◆ **Task instructions**:
Reproduce every line of the listing below, requests included, and raise each x and y coordinate in the answers by 6.

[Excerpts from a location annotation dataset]
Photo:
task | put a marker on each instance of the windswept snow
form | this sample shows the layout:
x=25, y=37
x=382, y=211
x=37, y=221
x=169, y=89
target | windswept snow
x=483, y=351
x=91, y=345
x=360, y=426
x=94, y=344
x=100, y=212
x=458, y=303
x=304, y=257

◆ **Answer**:
Photo:
task | put a marker on each instance of the windswept snow
form | this sample shows the layout:
x=25, y=37
x=382, y=211
x=37, y=221
x=169, y=89
target | windswept snow
x=489, y=357
x=97, y=351
x=366, y=432
x=100, y=350
x=106, y=218
x=464, y=309
x=310, y=263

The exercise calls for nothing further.